WHAT YOU ARE ASKED TO DO: Locate the line containing "Pin every instance of the bird's dark" in the data below. Reproduce it and every following line up to the end, exactly as given.
═════ DATA ENTRIES ═════
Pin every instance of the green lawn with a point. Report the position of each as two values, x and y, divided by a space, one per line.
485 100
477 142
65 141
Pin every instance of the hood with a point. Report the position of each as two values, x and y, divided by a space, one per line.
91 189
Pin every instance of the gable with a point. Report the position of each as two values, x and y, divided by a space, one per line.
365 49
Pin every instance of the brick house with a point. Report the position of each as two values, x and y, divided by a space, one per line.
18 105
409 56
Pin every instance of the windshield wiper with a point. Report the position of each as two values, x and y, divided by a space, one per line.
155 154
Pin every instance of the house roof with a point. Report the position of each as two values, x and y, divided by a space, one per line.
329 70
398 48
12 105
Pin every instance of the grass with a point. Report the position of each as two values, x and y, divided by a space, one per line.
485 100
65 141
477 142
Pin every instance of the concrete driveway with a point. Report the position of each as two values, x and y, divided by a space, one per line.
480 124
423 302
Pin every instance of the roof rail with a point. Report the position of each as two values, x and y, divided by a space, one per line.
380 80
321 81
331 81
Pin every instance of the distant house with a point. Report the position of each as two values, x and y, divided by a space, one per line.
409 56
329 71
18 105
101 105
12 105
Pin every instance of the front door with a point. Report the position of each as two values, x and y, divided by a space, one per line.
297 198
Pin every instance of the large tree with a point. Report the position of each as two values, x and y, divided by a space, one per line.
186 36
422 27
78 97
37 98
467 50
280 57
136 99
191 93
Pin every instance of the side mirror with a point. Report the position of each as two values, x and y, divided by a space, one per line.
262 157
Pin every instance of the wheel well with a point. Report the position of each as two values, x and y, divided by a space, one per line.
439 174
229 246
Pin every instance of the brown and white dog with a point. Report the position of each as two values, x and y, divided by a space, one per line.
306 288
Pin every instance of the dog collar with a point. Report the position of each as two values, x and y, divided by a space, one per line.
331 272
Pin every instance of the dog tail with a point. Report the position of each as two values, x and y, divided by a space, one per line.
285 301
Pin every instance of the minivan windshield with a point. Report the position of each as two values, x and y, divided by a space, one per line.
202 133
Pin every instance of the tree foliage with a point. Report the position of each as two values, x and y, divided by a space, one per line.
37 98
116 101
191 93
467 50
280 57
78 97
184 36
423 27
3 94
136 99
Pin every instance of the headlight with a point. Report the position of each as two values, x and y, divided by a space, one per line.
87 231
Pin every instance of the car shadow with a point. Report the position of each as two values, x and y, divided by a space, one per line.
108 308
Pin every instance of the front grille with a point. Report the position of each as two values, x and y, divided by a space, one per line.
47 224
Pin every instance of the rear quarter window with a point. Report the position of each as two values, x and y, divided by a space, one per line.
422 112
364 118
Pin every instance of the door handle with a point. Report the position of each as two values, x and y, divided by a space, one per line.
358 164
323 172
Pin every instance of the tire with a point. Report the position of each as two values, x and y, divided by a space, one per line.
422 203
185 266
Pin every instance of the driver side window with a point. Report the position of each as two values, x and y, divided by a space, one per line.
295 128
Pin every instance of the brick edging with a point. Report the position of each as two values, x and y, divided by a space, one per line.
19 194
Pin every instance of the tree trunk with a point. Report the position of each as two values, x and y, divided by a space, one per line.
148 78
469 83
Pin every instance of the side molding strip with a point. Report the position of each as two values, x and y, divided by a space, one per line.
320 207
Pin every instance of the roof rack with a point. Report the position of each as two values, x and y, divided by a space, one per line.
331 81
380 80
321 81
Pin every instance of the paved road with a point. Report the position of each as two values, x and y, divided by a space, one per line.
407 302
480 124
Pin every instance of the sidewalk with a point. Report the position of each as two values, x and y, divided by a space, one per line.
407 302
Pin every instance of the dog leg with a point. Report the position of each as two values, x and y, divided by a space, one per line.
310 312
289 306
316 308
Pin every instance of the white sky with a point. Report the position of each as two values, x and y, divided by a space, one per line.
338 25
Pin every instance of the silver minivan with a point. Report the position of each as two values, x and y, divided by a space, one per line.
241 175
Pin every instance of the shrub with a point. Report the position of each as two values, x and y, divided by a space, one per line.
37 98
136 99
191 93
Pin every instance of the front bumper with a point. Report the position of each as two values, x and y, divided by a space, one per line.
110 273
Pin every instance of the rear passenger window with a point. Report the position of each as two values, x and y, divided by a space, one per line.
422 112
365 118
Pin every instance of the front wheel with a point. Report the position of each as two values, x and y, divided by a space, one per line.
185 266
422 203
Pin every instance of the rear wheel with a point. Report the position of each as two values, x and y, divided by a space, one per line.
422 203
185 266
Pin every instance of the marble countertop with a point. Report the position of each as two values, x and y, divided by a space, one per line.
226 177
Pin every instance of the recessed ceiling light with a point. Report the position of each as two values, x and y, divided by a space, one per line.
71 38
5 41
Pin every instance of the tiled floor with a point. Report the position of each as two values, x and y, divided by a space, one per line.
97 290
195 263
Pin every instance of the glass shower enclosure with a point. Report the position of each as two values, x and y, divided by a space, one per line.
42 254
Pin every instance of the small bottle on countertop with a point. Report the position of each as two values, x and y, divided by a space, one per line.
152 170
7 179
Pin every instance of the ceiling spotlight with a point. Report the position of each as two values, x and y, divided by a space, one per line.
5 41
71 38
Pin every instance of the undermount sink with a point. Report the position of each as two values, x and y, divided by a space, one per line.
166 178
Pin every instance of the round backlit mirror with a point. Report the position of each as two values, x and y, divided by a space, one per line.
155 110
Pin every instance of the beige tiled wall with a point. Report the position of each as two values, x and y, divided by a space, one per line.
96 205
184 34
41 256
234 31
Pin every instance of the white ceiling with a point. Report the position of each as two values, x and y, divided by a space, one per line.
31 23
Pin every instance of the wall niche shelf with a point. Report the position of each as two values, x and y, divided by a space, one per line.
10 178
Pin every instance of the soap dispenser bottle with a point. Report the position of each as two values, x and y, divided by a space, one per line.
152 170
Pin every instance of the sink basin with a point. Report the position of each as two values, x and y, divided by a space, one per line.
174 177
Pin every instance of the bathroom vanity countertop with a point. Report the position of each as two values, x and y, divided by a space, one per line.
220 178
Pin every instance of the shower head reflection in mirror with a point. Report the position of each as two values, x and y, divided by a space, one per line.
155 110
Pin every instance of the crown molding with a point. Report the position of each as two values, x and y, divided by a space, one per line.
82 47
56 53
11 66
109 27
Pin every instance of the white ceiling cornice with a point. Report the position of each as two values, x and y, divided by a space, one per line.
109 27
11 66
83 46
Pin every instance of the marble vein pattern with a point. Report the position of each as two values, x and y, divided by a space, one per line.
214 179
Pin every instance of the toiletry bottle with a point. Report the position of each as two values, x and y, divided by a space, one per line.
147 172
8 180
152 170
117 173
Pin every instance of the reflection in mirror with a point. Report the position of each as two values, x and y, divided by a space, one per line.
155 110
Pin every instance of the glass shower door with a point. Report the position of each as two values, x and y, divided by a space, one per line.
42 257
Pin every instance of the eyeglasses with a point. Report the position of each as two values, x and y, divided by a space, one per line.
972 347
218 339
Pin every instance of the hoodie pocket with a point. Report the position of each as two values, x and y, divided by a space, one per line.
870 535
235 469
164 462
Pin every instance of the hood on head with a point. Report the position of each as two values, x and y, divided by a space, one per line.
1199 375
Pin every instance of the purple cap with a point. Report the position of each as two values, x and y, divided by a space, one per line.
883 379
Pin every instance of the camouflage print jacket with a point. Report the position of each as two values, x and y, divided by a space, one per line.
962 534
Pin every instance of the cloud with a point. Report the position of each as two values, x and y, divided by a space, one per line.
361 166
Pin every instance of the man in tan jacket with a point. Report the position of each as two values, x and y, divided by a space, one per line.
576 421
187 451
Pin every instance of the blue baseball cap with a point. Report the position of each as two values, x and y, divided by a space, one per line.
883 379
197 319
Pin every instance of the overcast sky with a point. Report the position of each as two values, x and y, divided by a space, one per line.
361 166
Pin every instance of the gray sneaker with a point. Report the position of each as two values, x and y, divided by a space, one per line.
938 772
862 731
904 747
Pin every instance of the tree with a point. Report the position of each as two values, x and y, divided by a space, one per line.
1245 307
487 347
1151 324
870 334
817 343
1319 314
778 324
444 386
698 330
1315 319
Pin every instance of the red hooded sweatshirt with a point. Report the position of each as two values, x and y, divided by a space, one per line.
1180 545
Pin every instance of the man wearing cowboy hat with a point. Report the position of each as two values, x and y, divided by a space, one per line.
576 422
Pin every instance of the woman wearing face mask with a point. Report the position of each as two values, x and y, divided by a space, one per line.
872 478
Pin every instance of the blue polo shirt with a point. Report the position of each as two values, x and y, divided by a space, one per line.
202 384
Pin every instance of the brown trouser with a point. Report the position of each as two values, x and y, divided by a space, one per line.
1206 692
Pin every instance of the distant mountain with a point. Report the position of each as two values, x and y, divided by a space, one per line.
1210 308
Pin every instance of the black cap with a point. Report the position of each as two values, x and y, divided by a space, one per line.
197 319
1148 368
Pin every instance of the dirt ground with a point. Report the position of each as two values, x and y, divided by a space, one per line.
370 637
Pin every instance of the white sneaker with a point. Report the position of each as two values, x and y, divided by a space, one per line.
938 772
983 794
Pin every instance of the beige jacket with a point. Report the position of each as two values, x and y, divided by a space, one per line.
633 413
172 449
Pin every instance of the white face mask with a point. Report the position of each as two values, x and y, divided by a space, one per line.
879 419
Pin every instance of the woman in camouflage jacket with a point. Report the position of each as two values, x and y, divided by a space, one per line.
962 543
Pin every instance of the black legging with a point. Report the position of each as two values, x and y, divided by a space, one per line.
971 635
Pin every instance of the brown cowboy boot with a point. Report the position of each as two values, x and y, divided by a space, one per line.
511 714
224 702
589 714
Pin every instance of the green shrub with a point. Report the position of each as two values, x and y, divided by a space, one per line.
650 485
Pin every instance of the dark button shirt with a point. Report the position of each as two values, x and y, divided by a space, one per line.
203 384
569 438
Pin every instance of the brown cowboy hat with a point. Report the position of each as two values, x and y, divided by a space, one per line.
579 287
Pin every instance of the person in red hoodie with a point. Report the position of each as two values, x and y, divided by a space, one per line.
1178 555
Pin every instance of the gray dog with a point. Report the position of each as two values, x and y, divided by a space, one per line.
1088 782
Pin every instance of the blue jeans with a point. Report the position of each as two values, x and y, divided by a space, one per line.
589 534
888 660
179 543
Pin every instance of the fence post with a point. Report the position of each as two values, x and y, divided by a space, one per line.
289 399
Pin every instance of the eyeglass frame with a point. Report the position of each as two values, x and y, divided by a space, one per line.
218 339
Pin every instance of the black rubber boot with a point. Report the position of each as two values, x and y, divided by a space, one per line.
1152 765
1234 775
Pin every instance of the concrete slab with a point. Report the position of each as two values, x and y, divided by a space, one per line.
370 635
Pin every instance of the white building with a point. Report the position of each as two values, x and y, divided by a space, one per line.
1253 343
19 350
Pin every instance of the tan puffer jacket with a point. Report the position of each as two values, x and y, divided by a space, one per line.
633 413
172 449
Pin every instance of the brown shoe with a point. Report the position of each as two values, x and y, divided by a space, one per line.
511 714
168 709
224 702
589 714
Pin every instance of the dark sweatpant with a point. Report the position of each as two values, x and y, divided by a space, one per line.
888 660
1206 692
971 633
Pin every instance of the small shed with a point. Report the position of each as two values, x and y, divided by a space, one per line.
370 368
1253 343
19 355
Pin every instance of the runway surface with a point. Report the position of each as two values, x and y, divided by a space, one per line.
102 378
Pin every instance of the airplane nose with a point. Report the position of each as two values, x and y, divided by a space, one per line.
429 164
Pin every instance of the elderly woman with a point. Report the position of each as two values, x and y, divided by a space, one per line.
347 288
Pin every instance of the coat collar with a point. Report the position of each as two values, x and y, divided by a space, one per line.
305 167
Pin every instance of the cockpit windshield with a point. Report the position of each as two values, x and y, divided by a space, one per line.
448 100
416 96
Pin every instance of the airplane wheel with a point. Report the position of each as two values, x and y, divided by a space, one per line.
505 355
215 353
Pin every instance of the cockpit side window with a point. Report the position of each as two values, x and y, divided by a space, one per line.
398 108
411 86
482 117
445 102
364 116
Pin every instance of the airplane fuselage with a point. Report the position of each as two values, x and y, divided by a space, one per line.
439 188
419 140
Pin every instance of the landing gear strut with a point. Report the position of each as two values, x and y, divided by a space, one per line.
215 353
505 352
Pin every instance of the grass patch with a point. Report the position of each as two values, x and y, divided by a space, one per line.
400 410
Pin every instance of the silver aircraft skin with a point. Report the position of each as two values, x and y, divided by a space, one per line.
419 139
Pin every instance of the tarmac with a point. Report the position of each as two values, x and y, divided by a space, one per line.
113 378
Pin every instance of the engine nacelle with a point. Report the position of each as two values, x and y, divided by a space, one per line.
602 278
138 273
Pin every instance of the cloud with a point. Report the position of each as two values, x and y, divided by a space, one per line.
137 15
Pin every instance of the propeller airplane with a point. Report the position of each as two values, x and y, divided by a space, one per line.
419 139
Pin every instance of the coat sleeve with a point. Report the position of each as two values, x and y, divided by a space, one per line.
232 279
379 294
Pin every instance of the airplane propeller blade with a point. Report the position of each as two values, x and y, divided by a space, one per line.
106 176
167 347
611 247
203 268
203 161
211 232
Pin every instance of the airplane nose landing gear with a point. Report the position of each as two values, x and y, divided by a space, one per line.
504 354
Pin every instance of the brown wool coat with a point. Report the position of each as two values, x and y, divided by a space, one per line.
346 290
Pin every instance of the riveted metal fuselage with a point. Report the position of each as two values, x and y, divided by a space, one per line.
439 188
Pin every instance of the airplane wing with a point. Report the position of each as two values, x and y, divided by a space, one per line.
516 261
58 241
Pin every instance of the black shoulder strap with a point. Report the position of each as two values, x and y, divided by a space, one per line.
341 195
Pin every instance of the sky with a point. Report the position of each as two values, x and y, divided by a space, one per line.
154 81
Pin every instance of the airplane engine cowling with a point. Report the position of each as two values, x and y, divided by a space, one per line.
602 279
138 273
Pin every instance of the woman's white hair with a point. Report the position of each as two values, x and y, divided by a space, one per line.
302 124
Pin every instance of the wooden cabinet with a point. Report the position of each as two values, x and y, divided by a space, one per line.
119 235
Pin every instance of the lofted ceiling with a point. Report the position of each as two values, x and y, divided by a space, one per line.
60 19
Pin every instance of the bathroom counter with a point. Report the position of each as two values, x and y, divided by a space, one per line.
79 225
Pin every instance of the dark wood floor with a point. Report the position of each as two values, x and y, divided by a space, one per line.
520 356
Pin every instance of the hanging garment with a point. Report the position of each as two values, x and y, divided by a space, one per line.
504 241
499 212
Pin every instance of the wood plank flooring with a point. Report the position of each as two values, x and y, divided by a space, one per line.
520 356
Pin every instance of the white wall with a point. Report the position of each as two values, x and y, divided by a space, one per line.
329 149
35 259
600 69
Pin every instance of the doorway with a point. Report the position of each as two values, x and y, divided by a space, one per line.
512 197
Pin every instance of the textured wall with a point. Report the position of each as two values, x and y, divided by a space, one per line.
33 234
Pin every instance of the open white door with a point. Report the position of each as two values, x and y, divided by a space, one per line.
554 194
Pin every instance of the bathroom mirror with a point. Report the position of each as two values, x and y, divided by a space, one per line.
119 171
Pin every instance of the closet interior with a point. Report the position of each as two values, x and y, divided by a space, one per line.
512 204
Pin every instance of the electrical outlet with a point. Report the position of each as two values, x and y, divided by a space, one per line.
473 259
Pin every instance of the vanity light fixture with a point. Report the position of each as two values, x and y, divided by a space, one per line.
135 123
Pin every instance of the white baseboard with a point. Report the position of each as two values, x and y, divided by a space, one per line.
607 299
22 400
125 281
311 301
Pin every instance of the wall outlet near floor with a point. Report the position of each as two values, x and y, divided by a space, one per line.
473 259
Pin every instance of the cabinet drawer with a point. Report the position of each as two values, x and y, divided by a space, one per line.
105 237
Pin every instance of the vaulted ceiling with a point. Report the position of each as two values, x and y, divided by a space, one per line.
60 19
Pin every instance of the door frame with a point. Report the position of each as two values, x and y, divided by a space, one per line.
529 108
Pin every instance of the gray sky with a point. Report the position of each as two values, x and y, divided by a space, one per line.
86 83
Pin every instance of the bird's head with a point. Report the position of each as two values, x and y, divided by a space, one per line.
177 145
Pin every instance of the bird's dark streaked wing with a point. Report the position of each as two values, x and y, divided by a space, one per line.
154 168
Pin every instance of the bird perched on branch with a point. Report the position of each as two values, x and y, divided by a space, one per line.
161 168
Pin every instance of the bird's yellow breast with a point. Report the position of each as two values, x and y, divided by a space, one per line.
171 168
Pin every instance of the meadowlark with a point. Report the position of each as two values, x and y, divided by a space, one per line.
═════
ANSWER:
Pin every instance of the bird's dark streaked wing with a point. Report the position of each as two values, x and y, divided by a space, one per line.
154 168
Pin every instance of the bird perched on branch with a point. Report the position of each as two values, x and y, divided by a space, one per line.
161 168
Pin every instance of the bird's yellow breast with a point. Report the position of each as two values, x and y, divided by a space, one per line.
171 168
Pin every instance of the meadowlark with a point. Report the position of each as two values, x and y, divided by a space, one per line.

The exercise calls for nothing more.